• **Document segment**:
-------------------------

# how to get small sunfish to eat pellets ??



## bluegill (Jan 5, 2010)

guys, I went to the don valley brick works, caught
by line and hook 3 small ones on bread. The big bluegills and sunfish take the bread no problem at the pond.
But the 3 small ones now in my tank will only eat insects, not pellets. It is obvious the larger ones in the pond have 
aqcuired a taste for bread. 
So how do I train the little guys in the tank to eat pellets ??

thanks


----------



## Philip.Chan.92 (Apr 25, 2010)

Most fish just eat anything when they are hungry, wait a few days, they will catch on to the fact that the pellets are food.


----------



## mauve (Apr 12, 2010)

Any photos?


----------



## bluegill (Jan 5, 2010)

here is the picture


----------



## mauve (Apr 12, 2010)

they's pretty


----------



## Philip.Chan.92 (Apr 25, 2010)

-------------------------

• **Source material**:

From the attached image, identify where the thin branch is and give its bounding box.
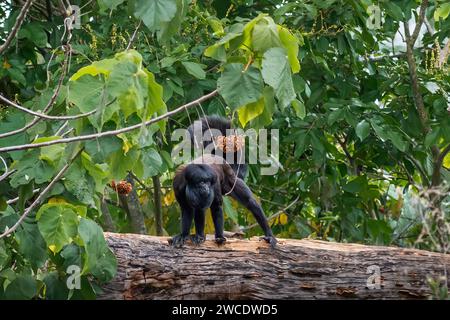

-------------------------

• **Problems to work on**:
1. In the forum thread on sunfish and pellets, rewrite the passage from "guys, I went" to "taste for bread.", swapping "bread" for "worms".
2. Name each distinct username that appears on a post in the sunfish feeding thread.

• **Full solutions**:
1.
guys, I went to the don valley brick works, caught
by line and hook 3 small ones on worms. The big bluegills and sunfish take the worms no problem at the pond.
But the 3 small ones now in my tank will only eat insects, not pellets. It is obvious the larger ones in the pond have 
aqcuired a taste for worms.

2. bluegill, Philip.Chan.92, mauve